The exercise ▸ Copy the stretch of the material below from the line that contains "Task: Where can the petal" through the line that contains "x=193, y=77". Keep every line unchanged except the answer pixel coordinates, which you should raise by 58, and leave the pictures out.

### Task data ###

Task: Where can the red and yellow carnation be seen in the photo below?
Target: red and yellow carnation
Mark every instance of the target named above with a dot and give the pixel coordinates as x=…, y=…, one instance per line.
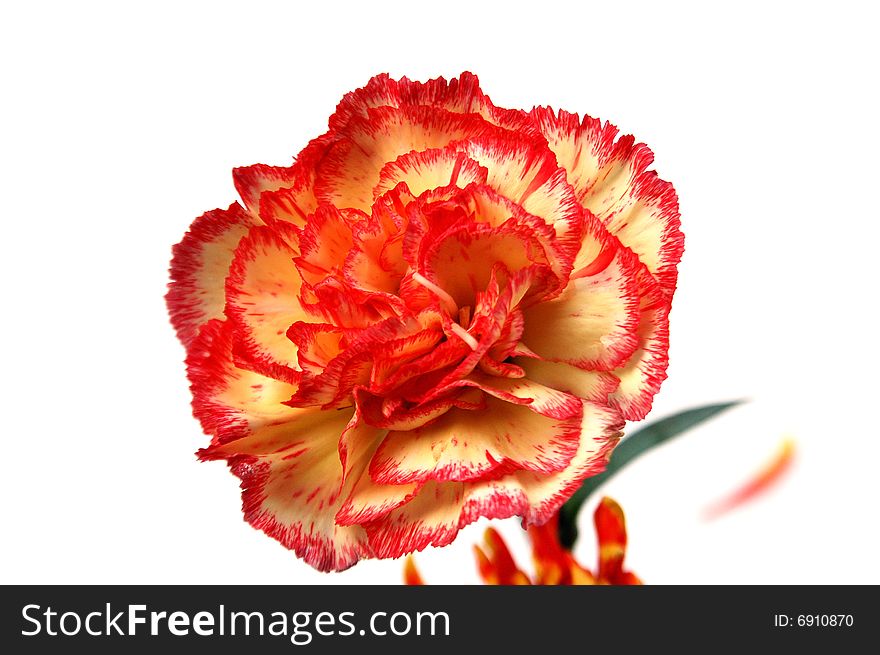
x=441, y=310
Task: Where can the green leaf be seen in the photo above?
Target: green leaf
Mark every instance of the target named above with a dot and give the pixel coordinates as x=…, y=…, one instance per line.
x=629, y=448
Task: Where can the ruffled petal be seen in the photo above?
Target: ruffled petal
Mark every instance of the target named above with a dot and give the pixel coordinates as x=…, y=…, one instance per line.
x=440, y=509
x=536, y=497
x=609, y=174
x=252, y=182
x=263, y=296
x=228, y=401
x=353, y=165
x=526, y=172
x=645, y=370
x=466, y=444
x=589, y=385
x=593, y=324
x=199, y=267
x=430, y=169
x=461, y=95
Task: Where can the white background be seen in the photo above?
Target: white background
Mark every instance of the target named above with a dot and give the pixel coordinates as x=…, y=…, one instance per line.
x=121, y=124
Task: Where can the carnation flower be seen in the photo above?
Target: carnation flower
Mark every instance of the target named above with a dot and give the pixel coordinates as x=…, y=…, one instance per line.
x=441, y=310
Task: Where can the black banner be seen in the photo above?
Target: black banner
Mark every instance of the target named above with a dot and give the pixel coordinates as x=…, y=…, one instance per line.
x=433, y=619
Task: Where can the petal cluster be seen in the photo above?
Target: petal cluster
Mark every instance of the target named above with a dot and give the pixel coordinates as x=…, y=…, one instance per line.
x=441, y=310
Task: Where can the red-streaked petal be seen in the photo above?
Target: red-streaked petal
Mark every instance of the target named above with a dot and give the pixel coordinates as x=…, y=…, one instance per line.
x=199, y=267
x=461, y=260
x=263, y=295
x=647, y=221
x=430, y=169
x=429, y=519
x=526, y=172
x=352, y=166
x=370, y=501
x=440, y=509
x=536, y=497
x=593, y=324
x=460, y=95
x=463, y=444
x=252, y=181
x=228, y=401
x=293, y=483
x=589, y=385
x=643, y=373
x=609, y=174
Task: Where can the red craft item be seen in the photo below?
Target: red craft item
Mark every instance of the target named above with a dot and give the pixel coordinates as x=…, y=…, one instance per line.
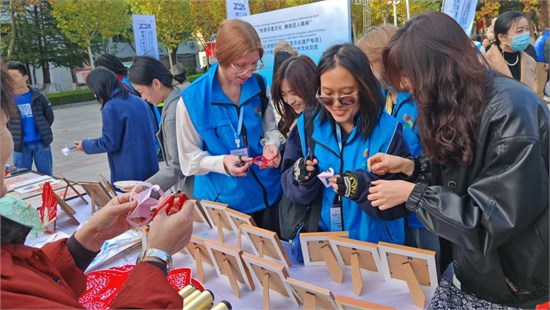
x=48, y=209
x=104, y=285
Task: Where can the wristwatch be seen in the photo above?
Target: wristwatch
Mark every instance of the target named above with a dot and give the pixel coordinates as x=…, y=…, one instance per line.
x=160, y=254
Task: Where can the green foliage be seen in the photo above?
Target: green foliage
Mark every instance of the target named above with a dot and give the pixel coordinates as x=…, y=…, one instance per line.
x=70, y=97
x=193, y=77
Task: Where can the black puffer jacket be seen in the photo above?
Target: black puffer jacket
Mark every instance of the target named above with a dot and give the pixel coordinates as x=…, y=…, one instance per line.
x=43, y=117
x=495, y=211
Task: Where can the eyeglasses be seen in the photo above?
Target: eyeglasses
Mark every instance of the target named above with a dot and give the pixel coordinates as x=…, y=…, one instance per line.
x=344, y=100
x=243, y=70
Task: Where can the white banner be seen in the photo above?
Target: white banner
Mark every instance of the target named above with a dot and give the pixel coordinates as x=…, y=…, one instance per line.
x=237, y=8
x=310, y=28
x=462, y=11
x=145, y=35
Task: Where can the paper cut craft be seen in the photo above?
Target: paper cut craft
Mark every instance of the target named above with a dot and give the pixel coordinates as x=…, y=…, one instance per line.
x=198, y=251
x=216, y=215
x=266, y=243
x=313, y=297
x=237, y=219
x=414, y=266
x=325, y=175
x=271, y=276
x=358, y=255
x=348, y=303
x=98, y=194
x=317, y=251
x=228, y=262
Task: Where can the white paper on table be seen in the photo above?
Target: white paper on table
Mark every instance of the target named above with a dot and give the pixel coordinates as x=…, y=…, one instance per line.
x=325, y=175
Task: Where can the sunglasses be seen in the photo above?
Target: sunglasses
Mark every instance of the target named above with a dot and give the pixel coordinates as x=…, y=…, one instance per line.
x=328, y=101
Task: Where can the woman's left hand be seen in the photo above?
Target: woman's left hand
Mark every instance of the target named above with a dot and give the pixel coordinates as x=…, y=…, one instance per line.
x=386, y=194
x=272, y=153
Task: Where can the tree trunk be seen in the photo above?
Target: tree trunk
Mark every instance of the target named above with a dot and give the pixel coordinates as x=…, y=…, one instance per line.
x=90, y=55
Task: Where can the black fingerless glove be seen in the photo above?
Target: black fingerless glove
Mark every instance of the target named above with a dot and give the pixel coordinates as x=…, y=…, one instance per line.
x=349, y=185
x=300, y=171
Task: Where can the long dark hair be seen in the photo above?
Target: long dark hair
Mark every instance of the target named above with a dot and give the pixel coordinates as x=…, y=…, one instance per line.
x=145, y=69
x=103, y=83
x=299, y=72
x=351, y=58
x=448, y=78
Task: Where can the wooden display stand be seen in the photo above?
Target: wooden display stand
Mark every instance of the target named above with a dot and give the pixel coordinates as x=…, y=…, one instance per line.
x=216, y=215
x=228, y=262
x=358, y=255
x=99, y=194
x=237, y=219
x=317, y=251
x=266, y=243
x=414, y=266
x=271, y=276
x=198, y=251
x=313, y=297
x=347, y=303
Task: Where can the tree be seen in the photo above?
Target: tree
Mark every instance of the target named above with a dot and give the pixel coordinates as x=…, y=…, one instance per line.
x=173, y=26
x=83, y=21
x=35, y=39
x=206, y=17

###

Exercise result ▸
Task: Where can the petal cluster be seen in the photo above?
Target: petal cluster
Mark every instance of the target named above with a dot and give the pixel coordinates as x=…, y=…, one instance per line.
x=499, y=368
Task: Where can the red-streaked petal be seen in the photo above?
Target: red-streaked petal
Mark every instance of the target named above with a dot and give the pixel coordinates as x=…, y=…, one instance per line.
x=257, y=325
x=519, y=318
x=321, y=353
x=705, y=279
x=488, y=227
x=487, y=577
x=584, y=230
x=410, y=224
x=428, y=559
x=498, y=567
x=594, y=555
x=651, y=382
x=518, y=153
x=521, y=502
x=310, y=239
x=286, y=459
x=351, y=541
x=647, y=443
x=701, y=431
x=667, y=232
Task: Where can the red craft item be seen in the photo below?
Target: red craft item
Mark every instance of the target named above with a dot and give the pixel coordinates as x=…, y=…, one instance per line.
x=106, y=267
x=162, y=343
Task: Where can the wristwatch be seen in the photo above?
Target: wristwatch
Mark every instance of the target named above with a dot and give the pixel coordinates as x=…, y=…, one instance per line.
x=218, y=312
Task: Where can the green foliage be seen in the photo above?
Target: green foliage
Mark every instance of the target named above with a dot and give the pixel coordinates as x=…, y=…, one instance per line.
x=128, y=155
x=251, y=135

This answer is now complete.